## WORK TO DO
1) From the post on age and ability in the WNBA, reproduce verbatim the passage from "I've been very" up to and including "projected across time.".
2) According to the post on age and ability in the WNBA, at what age does the average baseball player peak on baseball's proposed age scales?

## SOURCE TEXT

#####

Tuesday, March 24, 2009

Age vs. Ability in the WNBA




The WNBA Veterans have beaten the clock.

I've been very much interested in WNBA age scales. An age scale is a graph with the age of the player on one axis (easy to determine) and some talent metric on the other axis (hard to determine). The idea is that a player's performance can be projected across time.

If you look at any of baseball's proposed age scales, those graphs will be bell curves. As the "average player" ages, he becomes better and better until he peaks at age 28 and reaches the top of the little hill on the graph. Then, the player slowly declines as "it's all downhill after age 28" with all the little injuries and better players attriting the player's natural talent.

There are a lot of 28 year olds in baseball. There aren't so many 38 year olds, and this age-related athletic decline explains why.

Figuring out the age of WNBA players was easy. Now, I just needed a metric to evaluate them. I decided to use the Wins Score metric. (If you want to know what "Wins Score" is, just follow the link.) I like the metric better than I like the WNBA's official player metric - "Efficiency".

I limited to this analysis to ages where at least 50 seasons were played. For example, there are only 20 seasons from 36-year olds, so we won't look at an "average" 36 year old. Not enough data.

I expected a bell curve - what I got was shocking.



























































Player AgeMean Wins Score
2113.36
2218.51
2326.72
2434.58
2536.92
2635.78
2741.79
2841.21
2946.78
3043.78
3147.26
3247.28
3360.24


Holy crap. The values imply that as a WNBA player gets older, she just gets better and better and better...on the average. The values also implies that the best WNBA players - the ones who could most influence an arithmetic mean, or simple average - are on the upper end of the age scale.

I tried this analysis on John Hollinger's PER. I weighted PER by minutes played. Pretty much I got the same result, except that the numbers were less eye-popping as the range of values for PER is tighter for that of Wins Score - a great PER is above 30; a great Wins Score is above 300.

If you look at ages for which I didn't have 50 seasons, the values get even higher. At 34 the average Wins Score is 63.28; at 35 it's 65.92! Only at age 36 do we see a decline.

#####

## SUPPLIED MATERIAL
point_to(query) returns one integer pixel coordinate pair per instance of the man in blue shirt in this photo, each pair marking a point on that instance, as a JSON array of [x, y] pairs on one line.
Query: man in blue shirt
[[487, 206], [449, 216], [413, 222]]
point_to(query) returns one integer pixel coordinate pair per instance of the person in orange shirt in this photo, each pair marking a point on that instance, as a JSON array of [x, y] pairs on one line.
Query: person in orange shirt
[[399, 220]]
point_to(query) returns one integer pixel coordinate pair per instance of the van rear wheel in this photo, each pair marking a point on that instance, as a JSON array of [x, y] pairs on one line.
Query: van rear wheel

#####

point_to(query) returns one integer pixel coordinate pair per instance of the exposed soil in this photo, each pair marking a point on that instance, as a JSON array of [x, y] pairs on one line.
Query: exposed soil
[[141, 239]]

#####

## COMPLETE ANSWERS
1)
I've been very much interested in WNBA age scales. An age scale is a graph with the age of the player on one axis (easy to determine) and some talent metric on the other axis (hard to determine). The idea is that a player's performance can be projected across time.

2) Age 28.